══ Selected extract ══

Last night and this morning, however, the volume is back on.  It seems as if many deflated Democrats are now filled with an energy because of what they witnessed.  One might argue, "well these people are still going to vote for Obama and one vote remains only one vote energy or no energy.".

This is true, but discussion in support of a candidate can lather and create a contagious narrative which might influence those undecided.  There is a greater bounce to the step of Democrats this morning, and the Republican noise has been, to some extent, muted.
In the same way as Romney energized his base after October 4th, Obama energized his on the night of October 16th. As opposed to what I have thought previously, this may have an effect on momentum and the eventual success of the candidate.

Tuesday, October 16, 2012

Well, we thought about the game

One of the songs in "Damn Yankees" is called The Game.  At one point the players, incredibly as is the case with all musical numbers, break out in song and croon about how they need to stop thinking about anything else, but the game. "We thought about the game, the game..."   I can remember when I lived in Buffalo, on the eve of the sixth game of an exciting Boston Celtics--Buffalo Braves playoff series, my roommate, now a successful lawyer, walked in to the apartment, tossed his law books on a chair, and began singing "So we thought about the game, the game..."

For what might be obvious reasons, this song has popped into my head the last few days and not because of the Major League Baseball series or the glut of football games that took place this weekend.

The political debate tonight is analogous to a sporting event.  Those of us who have been following the pol/ls and the rhetoric know that this debate is a crucial one that can affect the election and consequently the direction of the country.  Never has it been any more obvious that speaking--the ability to articulate one's thoughts and get an audience to accept them--is a powerful phenomenon. There is the old Daniel Webster quote. "If all my possessions and powers were to be taken from me with one exception I would choose to keep the power of speech, for by it I could soon recover all the rest."

═══

- List of tasks
a: In the election commentary, switch "bounce" to "spring" and write out again the part that opens with the words containing "This is true, but" and closes with "some extent, muted.".
b: Carry the election commentary forward from its final sentence.

══ Extracted material ══

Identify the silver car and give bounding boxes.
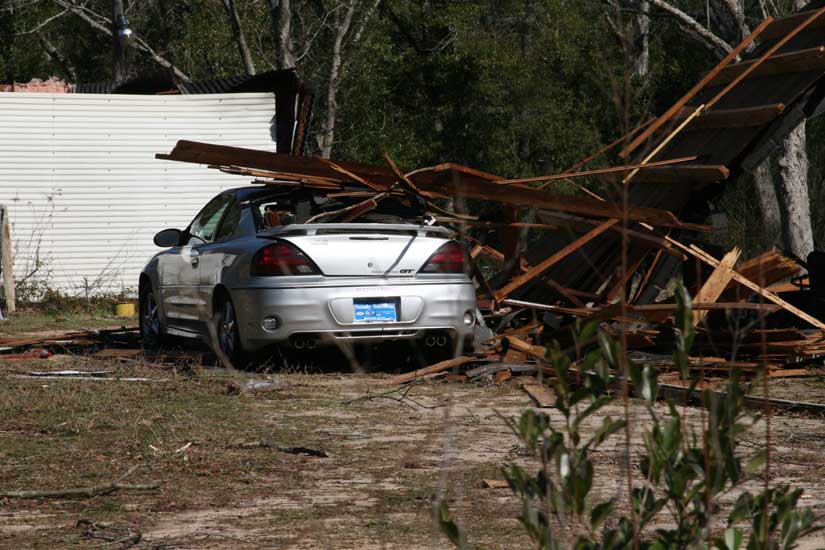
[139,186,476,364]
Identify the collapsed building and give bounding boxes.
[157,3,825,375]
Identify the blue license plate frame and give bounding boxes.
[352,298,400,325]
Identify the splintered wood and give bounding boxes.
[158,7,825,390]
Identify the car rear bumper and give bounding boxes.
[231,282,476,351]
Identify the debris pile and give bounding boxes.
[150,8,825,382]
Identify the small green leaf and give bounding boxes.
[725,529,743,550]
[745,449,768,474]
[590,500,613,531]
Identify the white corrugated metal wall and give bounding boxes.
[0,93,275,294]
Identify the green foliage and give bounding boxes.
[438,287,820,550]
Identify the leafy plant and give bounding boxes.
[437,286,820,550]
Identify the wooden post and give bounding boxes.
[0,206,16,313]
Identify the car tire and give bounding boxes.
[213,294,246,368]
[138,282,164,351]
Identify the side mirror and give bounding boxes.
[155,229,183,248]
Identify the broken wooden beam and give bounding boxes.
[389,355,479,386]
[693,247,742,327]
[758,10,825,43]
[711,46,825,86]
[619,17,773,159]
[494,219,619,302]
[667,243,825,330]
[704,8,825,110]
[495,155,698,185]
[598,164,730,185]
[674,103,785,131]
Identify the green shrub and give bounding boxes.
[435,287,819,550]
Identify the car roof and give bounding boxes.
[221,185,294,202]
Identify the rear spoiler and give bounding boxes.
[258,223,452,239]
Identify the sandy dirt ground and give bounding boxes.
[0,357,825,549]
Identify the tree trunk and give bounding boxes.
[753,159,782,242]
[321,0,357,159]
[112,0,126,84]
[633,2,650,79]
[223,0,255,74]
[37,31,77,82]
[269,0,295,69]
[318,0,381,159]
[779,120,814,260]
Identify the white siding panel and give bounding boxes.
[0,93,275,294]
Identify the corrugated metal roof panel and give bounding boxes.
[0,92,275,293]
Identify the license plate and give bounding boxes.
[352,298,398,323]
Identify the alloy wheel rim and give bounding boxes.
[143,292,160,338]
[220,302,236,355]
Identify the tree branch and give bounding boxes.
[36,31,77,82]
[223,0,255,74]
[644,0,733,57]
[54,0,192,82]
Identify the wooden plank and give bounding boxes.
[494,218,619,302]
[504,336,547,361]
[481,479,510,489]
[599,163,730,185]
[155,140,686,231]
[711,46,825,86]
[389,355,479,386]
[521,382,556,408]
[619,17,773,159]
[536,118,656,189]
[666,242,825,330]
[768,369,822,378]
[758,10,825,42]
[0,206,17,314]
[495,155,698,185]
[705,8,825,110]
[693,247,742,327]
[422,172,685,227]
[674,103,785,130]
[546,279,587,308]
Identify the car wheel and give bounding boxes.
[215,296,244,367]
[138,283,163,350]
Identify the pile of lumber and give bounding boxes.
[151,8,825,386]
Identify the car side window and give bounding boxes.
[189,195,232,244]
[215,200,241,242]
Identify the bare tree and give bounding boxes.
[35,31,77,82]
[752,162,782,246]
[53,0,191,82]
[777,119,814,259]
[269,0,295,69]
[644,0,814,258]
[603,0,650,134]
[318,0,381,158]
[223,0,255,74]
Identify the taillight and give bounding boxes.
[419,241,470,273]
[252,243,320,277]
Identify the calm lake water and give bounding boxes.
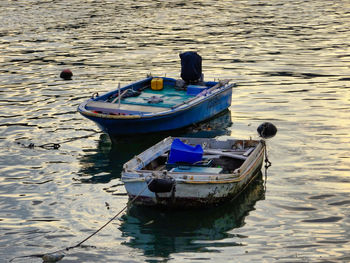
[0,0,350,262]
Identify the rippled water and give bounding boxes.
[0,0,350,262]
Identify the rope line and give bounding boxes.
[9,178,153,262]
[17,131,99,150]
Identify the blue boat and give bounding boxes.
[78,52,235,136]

═══

- Answers for this exercise
a:
This is true, but discussion in support of a candidate can lather and create a contagious narrative which might influence those undecided.  There is a greater spring to the step of Democrats this morning, and the Republican noise has been, to some extent, muted.

b:
Governor Romney knows this is so.  During the first debate, he was able to wow enough voters to render what had been a one sided contest into a dead heat.  Now, the pressure is on President Obama.

Tonight, one might contend, the pressure is on the New York Yankees to win a game in Detroit lest they go down 3-0 in their best of seven series with the Tigers.  I am rarely one to downplay the significance of sport, but in this situation the pressure on Yankee starter Phil Hughes is nothing compared to the pressure on President Obama.  Republicans and Obama's liberal supporters ridiculed him after the first debate.  Tonight he has the job of winning back the voters who turned lukewarm or cold after the first contest.

It is not melodramatic to write that so much is riding on the outcome of this contest.  Roe vs. Wade will either be the law of the land or history depending on the outcome.  Medicare will either continue as the safety net for seniors or change in a way that is essentially not recognizable.  The country's approach to taxation and war and business and civil liberties will be a function of the outcome. The two candidates have agreed centrally on one issue and they are both right.   The choices in this election are as starkly different as they have ever been--akin to the Nixon-McGovern election of 1972.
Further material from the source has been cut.